▶ Instructions to follow: In the listing below, copy the lines word for word, beginning with the line containing "Could you point out the human" and ending after the line containing "column 634, row 371".

▶ Provided records:
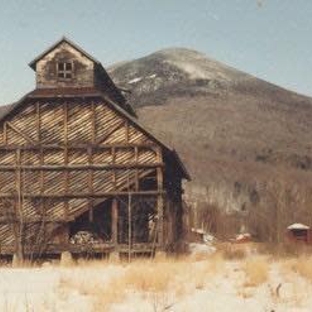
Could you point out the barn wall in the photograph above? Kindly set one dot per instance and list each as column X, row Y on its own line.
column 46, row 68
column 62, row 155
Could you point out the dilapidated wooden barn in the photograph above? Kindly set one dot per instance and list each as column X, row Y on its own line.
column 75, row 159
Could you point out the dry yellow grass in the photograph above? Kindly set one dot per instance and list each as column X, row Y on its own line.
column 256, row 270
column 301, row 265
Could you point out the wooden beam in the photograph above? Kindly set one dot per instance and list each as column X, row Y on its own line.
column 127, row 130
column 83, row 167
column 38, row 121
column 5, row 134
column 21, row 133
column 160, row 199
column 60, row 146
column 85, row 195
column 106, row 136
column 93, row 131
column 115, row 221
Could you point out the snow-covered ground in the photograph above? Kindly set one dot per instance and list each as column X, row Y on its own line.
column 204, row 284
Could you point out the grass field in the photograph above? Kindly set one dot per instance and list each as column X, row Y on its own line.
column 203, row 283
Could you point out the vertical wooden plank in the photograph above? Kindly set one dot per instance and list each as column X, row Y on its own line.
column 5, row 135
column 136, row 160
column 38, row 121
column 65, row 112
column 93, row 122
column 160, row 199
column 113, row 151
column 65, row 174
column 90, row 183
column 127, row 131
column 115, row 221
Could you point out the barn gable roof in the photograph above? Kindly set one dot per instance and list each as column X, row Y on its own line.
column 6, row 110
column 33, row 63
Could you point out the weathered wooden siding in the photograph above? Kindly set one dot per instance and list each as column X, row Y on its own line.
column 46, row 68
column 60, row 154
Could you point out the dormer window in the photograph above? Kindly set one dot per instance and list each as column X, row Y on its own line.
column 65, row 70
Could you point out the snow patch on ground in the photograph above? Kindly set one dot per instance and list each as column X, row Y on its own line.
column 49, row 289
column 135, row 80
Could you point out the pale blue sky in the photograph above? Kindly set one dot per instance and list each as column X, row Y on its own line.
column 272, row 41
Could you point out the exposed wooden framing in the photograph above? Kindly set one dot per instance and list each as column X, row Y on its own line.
==
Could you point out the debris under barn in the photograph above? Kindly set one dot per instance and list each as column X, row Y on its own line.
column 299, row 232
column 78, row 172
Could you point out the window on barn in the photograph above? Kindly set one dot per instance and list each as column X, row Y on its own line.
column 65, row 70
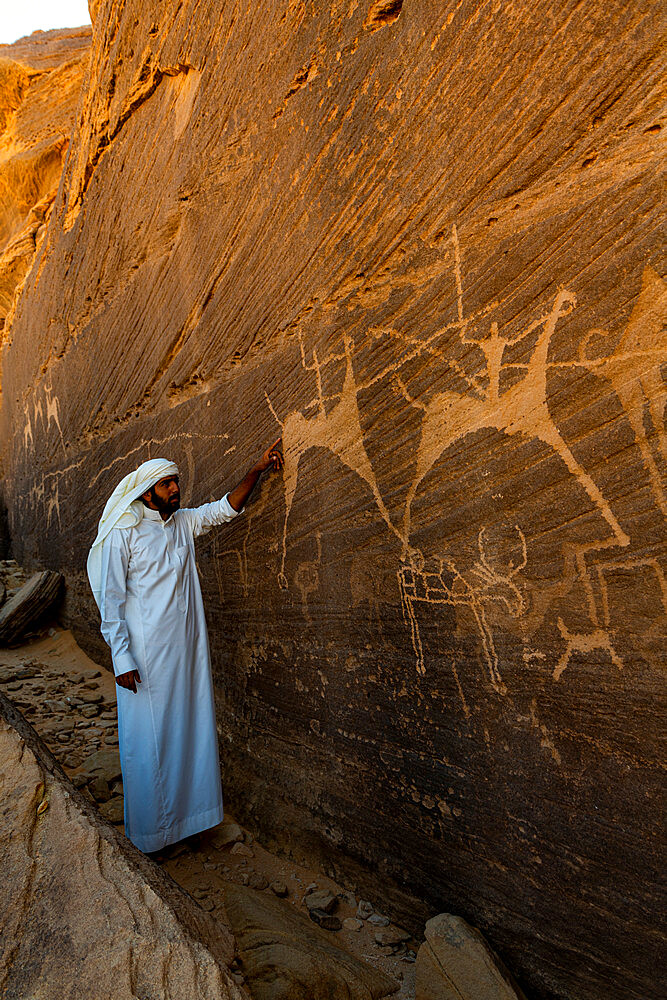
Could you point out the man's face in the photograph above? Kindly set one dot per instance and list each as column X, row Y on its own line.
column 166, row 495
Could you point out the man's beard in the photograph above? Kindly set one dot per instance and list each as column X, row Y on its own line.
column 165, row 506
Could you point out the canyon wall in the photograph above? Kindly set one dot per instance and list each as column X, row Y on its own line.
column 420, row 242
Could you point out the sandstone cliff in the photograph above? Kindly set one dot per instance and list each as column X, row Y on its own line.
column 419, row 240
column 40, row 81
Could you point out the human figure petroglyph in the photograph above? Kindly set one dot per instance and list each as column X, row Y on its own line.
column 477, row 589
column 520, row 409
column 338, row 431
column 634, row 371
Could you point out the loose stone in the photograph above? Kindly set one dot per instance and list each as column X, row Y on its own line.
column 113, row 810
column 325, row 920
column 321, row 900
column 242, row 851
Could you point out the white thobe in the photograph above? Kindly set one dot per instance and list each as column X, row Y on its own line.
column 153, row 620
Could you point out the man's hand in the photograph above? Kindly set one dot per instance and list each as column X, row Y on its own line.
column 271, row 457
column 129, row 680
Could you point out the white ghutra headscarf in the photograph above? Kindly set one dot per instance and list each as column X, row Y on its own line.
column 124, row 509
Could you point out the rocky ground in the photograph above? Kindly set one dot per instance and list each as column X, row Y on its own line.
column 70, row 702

▶ Complete answer:
Could you point out the human figure petroglyph in the photograph above? Kindly set one dot per instance and list each as column X, row Y on its own line.
column 477, row 589
column 520, row 409
column 338, row 431
column 634, row 371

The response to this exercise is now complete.